ADÇ 2008 Bahar Programı

2006 yılının Eylül ayından beri Ankara'da toplantıları yürütülmekte olan Ankara Dilbilim Çevresinin (ADÇ) (Ankara Linguistic Circle, ALC) 2008 Bahar dönemi konuşmaları Hacettepe Üniversitesi (Beytepe Kampüsü), Edebiyat Fakültesi binasında B4 103 dersliğinde gerçekleştirilecektir. Konuşmalar önceki dönemlerde olduğu gibi Cuma günleri 16:40’da başlayacaktır. Konuşmalara ilişkin ayrıntıların bu blog üzerinden sunumu sürdürülecektir. Bu döneme ilişkin program aşağıda sunulmaktadır.

15 Şubat 2008 Güray König
Türkiye’de dilbilim çalışmalarıyla ilgili kimi sorular ve düşünceler
29 Şubat 2008 Taylan Akal
Türkçedeki ne yapılarına ruhdilbilimsel bir yaklaşım
14 Mart 2008 Aslı Göksel
The word meets utterance intonation: the effects of prosody
on the interpretation of bound morpheme sequences
28 Mart 2008 Işıl Özyıldırım
Anlatı çözümlemesi : Kişisel deneyim anlatılarında sözlü ve yazılı dil kullanımı
4 Nisan 2008 Ömer Demircan
Eğitirken eğitimsizleme, dillerken dilsizleme mi?
11 Nisan 2008 Yeşim Aksan
Derleme dayalı dil çalışmaları: Türkçeden bir örnek
18 Nisan 2008 Nurettin Demir
Ağız dokümantasyonu niçin gereklidir?
25 Nisan 2008 Seda Gökmen
Uzamsal sözcükler
2 Mayıs 2008 Aydoğan Yanılmaz
Some remarks on polarity phenomena in Turkish
30 Mayıs 2008 Martina Gracanin-Yüksek
First conjunct agreement in Croatian

ADÇ/ALC Semineri, 11 Ocak 2008

8 Ocak 2008 Salı

Yeniden merhaba,

ADÇ'ye bayram ve yılbaşı nedeniyle verdiğimiz kısa aradan, bu dönemin son, bu yılınsa ilk konuşmasını gerçekleştirmek üzere bu hafta geri dönüyoruz. Bu haftaki konuşmacımız Ankara Üniversitesi'nden Engin Uzun. Konuşma Türetkenliği Etkileyen Etmenler: Türkçe Eklerin Türetkenlik Boyutları başlığını taşıyor.

Toplantıda görüşmek üzere...

- **Alıştırma A**
Girdilerde "Identify the blurred" içeren satır ile "left=85, top=0, right=412, bottom=212" içeren satır arasındaki satırları, iki uç da dahil olmak üzere yeniden yazın. Yanıtlardaki koordinat değerlerini 1,6 ile çarpıp tam sayıya yuvarlayarak ölçekleyin (yarımlar yukarı yuvarlanır), diğer satırlara dokunmayın.

- **Girdi listesi**
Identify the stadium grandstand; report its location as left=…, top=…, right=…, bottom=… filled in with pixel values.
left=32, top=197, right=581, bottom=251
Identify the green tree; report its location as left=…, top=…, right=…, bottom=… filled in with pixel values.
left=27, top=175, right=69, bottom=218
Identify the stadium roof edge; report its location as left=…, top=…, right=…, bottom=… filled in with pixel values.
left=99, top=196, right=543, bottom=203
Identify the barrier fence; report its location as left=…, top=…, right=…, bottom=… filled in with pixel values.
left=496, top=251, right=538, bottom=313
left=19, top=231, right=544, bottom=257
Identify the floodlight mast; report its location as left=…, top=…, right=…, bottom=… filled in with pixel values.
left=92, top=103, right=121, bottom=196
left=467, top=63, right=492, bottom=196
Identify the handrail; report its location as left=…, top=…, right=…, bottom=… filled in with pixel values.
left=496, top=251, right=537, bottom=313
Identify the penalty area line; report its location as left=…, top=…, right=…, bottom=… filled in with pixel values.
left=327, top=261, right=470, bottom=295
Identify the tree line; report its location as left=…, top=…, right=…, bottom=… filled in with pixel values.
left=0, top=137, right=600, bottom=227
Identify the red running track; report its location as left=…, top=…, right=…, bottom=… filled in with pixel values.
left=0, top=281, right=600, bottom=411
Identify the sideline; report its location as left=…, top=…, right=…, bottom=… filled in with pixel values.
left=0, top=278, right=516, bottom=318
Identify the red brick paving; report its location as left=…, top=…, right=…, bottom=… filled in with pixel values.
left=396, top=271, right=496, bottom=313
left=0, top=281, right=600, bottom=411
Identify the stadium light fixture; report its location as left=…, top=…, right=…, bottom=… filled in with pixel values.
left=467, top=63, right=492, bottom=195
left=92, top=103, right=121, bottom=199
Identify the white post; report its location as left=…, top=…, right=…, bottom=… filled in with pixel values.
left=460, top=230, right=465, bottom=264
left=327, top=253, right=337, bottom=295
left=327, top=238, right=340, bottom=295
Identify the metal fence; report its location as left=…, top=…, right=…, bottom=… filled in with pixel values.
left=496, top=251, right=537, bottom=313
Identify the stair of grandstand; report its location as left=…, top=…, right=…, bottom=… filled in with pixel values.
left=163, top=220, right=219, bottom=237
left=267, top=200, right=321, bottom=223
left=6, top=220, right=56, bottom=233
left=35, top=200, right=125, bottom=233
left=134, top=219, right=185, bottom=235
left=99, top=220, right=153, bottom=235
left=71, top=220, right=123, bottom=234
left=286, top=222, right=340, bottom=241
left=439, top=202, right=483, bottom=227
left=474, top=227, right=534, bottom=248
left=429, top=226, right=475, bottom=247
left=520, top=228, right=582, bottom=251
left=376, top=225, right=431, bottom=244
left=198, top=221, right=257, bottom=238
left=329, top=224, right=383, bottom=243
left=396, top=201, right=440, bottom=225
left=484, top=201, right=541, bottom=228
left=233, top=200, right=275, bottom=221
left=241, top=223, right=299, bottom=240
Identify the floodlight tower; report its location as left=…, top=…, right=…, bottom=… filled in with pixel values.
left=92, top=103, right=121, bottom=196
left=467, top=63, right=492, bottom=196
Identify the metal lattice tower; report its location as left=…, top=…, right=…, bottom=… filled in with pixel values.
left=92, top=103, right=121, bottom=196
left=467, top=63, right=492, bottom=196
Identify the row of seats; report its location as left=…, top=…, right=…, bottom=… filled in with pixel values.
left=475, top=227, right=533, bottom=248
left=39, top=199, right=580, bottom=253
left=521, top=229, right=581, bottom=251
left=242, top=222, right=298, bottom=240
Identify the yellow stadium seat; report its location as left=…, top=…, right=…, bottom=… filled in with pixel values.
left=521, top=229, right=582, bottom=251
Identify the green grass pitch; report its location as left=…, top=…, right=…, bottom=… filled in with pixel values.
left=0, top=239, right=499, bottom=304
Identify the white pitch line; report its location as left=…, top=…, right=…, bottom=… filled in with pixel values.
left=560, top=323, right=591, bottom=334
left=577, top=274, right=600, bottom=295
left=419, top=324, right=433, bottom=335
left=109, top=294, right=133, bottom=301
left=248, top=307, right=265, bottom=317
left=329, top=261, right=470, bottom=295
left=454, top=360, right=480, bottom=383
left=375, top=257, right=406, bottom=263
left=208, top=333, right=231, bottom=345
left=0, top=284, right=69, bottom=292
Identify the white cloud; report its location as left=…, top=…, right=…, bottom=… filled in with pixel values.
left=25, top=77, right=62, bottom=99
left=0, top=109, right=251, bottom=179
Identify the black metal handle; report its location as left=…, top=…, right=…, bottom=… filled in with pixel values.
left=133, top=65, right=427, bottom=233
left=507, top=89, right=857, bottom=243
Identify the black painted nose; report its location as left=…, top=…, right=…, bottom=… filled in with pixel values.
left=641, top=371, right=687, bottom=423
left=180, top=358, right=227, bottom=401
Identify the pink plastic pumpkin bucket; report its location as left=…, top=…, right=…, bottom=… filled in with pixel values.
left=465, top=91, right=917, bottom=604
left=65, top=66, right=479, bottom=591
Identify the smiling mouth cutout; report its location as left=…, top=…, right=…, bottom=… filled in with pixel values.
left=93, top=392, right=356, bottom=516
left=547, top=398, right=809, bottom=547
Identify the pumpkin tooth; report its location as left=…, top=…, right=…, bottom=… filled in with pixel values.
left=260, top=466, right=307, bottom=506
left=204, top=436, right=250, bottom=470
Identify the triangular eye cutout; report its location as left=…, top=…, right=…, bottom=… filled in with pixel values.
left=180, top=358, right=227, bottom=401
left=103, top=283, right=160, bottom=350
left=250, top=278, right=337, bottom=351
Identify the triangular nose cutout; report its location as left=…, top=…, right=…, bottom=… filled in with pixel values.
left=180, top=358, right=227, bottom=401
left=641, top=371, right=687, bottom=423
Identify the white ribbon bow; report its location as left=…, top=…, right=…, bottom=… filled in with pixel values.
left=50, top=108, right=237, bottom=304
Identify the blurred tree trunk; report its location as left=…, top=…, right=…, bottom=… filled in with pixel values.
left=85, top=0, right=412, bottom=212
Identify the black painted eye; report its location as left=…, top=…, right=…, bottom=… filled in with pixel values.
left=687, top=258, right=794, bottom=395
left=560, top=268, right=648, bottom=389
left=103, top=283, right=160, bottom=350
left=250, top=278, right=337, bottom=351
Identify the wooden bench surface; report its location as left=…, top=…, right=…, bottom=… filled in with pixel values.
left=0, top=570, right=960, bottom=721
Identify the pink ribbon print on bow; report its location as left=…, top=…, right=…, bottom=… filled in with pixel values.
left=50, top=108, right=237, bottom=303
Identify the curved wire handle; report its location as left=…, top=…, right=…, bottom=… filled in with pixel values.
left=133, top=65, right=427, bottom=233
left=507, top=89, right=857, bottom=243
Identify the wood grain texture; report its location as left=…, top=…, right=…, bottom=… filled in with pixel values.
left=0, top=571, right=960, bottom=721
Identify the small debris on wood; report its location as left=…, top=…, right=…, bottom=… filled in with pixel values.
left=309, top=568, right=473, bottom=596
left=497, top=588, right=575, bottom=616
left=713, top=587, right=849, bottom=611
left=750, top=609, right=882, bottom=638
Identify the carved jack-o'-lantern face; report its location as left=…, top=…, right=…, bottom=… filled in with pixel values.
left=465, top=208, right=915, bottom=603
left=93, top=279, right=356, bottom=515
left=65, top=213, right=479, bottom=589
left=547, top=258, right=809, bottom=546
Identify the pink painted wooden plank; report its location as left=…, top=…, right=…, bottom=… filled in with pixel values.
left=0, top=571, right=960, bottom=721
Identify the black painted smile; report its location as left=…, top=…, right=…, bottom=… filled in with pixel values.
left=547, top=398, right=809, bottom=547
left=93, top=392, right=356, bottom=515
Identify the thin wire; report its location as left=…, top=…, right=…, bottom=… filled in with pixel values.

- **Alıştırma B**
ADÇ programına göre 2008 Bahar dönemi konuşmaları hangi derslikte yapılacak?

- **Çözüm A**
Identify the blurred tree trunk; report its location as left=…, top=…, right=…, bottom=… filled in with pixel values.
left=136, top=0, right=659, bottom=339

- **Çözüm B**
Hacettepe Üniversitesi Beytepe Kampüsü'nde, Edebiyat Fakültesi binasındaki B4 103 dersliğinde.